* Given task
Carry on the mailing-list post about the pthread_rwlock trylock fix from its last sentence.

— Begin Document excerpt —

This is the mail archive of the
libc-alpha@sourceware.org
mailing list for the glibc project.
[PATCH] nptl: Fix pthread_rwlock_try*lock stalls [BZ #23844]
- From: Carlos O'Donell <carlos at redhat dot com>
- To: Torvald Riegel <triegel at redhat dot com>, Rik Prohaska <prohaska7 at gmail dot com>, GNU C Library <libc-alpha at sourceware dot org>, Siddhesh Poyarekar <siddhesh at gotplt dot org>
- Date: Mon, 21 Jan 2019 23:11:52 -0500
- Subject: [PATCH] nptl: Fix pthread_rwlock_try*lock stalls [BZ #23844]
Torvald, Rik,
Here is the full fix for bug 23844 with two regression test, one
for each of the trylock cases.
May I please use Signed-off-by for both of you? We follow the
same meaning as Linux kernel. The final fix incorporates parts
of both your patches, and mine.

— End Document excerpt —
— Begin Entries provided —

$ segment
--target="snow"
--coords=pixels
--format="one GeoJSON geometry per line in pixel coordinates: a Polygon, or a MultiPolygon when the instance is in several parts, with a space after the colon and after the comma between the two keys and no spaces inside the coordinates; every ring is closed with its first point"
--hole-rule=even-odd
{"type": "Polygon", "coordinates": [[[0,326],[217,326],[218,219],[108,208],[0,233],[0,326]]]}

— End Entries provided —
— Begin Entries provided —

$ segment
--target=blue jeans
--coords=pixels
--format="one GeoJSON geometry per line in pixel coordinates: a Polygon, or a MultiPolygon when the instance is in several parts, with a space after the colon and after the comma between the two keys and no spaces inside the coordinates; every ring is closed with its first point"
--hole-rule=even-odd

— End Entries provided —

* Answer below
Rik, I don't see an FSF copyright on file for you. In the future
if you want to contribute more to the project this is going to be
a requirement for us to be able to review your patches. As it is
your contributions are below the threshold of ~15 lines, and so
are OK for now. Thank you very much for your help and insight
into the fix.
I would really like to get this in to glibc 2.29, and so would
appreciate a prompt response. I've spent a lot of time reviewing
the fixes you and Torvald proposed and I believe they are correct.
I could not find any other defects in this area of the implementation
and I wrote my entire analysis in comment #14 of bug 23844.
I would appreciate any review of the following commit message,
fixes, and final tests.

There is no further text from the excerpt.